■ Problem details: List every line in the rows below that contains the string "water". Case counts.

--- Begin Record excerpts ---

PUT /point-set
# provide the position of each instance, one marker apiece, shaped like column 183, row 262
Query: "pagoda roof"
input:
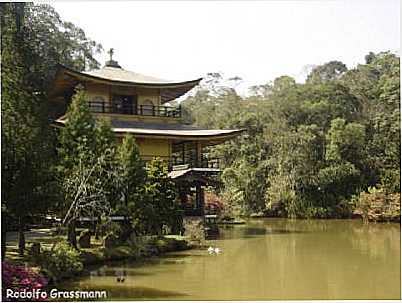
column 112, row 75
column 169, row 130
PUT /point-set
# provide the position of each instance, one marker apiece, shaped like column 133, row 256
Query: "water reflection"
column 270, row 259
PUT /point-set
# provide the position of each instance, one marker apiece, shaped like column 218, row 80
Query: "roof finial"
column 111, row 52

--- End Record excerpts ---
--- Begin Record excerpts ---

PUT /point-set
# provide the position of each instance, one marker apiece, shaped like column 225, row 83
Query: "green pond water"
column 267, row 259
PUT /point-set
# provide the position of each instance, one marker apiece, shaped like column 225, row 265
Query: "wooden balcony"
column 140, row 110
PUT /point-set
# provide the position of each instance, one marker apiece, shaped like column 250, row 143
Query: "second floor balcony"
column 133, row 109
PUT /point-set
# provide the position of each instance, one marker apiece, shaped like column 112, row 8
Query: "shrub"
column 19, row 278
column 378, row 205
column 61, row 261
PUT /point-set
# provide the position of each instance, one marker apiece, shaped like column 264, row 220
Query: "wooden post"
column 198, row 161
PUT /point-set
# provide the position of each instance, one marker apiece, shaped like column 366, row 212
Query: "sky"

--- End Record excerpts ---

■ Output of the task:
Query: "water reflection"
Query: "green pond water"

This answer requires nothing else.